--- WHAT IS EXPECTED ---
Exactly the lines from the start of the data through the line containing "Target: running backpack" should be output, with both ends kept and nothing added.

----- DATASET EXTRACT -----

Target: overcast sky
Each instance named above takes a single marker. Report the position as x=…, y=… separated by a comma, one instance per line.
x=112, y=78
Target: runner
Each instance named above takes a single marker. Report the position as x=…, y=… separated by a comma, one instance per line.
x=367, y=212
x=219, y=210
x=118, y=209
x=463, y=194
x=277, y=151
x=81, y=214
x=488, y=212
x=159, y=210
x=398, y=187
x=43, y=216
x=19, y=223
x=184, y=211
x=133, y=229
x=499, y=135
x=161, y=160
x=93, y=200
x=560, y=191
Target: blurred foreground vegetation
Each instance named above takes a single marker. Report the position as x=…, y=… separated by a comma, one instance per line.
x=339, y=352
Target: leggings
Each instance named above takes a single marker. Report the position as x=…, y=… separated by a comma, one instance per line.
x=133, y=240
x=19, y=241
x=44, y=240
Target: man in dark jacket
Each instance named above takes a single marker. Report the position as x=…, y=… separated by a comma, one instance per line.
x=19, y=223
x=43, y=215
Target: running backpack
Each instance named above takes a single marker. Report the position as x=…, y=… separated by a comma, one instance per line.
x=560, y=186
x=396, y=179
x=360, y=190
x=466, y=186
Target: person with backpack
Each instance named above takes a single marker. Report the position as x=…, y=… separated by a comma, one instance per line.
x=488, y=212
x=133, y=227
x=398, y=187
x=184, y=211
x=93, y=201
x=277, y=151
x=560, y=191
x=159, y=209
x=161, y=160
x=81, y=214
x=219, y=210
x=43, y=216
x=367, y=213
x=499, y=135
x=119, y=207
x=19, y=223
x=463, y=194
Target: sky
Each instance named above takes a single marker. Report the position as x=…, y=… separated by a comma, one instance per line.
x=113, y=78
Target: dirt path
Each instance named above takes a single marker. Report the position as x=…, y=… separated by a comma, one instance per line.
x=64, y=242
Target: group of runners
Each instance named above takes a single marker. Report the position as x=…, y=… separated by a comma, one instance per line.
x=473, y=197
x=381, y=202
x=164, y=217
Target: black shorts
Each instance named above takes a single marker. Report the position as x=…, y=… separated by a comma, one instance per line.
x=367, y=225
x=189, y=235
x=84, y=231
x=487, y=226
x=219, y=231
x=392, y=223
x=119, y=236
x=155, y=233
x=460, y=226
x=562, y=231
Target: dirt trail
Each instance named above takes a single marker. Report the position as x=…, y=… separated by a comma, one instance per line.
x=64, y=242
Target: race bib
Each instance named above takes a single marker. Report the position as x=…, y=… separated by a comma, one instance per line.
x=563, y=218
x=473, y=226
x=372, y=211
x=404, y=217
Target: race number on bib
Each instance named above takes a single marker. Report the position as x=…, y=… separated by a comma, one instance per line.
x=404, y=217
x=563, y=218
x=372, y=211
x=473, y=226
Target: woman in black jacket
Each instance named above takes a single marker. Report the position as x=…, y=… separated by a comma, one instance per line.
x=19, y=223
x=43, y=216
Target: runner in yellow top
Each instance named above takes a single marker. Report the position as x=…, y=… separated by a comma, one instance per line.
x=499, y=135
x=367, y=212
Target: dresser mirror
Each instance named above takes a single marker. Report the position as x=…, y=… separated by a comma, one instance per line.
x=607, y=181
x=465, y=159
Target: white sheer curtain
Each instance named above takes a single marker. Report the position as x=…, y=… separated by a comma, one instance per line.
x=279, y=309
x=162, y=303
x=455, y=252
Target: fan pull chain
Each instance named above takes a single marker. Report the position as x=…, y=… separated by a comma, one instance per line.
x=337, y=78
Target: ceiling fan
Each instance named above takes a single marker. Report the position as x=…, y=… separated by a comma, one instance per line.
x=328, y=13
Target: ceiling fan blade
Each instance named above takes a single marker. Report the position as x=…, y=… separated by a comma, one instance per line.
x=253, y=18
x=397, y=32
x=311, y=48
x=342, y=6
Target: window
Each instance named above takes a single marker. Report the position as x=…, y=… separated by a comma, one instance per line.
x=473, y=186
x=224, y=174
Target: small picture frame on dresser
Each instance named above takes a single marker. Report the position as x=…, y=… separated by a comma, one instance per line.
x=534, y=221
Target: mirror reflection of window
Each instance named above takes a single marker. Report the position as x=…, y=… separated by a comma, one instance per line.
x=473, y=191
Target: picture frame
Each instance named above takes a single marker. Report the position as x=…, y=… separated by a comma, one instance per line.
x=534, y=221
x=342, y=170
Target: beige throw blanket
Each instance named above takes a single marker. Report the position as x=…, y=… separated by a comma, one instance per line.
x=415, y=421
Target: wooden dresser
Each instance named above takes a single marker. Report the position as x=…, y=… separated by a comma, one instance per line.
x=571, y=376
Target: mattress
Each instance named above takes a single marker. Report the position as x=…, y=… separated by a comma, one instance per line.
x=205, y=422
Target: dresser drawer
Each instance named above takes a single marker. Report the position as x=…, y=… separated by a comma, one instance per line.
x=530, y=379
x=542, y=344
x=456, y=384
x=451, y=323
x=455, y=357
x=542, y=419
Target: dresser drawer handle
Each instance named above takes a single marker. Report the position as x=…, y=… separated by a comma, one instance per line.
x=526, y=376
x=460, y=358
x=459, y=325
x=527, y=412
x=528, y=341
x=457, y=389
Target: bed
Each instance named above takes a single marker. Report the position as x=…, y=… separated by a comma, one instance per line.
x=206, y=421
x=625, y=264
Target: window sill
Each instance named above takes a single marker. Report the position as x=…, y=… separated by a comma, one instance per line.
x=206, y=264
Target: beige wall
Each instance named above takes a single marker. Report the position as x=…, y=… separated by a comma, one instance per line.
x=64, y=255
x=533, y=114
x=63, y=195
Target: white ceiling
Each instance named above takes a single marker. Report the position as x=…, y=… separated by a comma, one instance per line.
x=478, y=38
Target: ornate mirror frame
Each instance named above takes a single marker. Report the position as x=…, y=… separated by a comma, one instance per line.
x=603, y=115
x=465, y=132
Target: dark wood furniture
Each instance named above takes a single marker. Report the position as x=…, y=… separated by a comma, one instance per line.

-----

--- OUTPUT OF THE EXERCISE ---
Target: overcast sky
Each instance named above takes a single marker. Report the position as x=…, y=… separated by a comma, one instance per line.
x=112, y=78
Target: runner
Each instance named above takes a single marker. Report the position as x=…, y=… separated by a comma, one instance per line.
x=367, y=212
x=219, y=210
x=118, y=209
x=463, y=194
x=277, y=151
x=81, y=214
x=488, y=212
x=159, y=210
x=398, y=187
x=43, y=216
x=19, y=223
x=184, y=211
x=133, y=229
x=499, y=135
x=161, y=160
x=93, y=200
x=560, y=191
Target: blurred foreground vegetation
Each instance named above takes a single marker. Report the position as x=…, y=… separated by a comma, one instance per line.
x=339, y=352
Target: leggings
Each instance named above takes a single marker. Report the position as x=…, y=… separated by a comma, one instance per line.
x=133, y=240
x=19, y=241
x=44, y=240
Target: man in dark jacket
Each instance named above takes a single marker. Report the position as x=…, y=… separated by a comma, one instance per line.
x=19, y=223
x=43, y=215
Target: running backpack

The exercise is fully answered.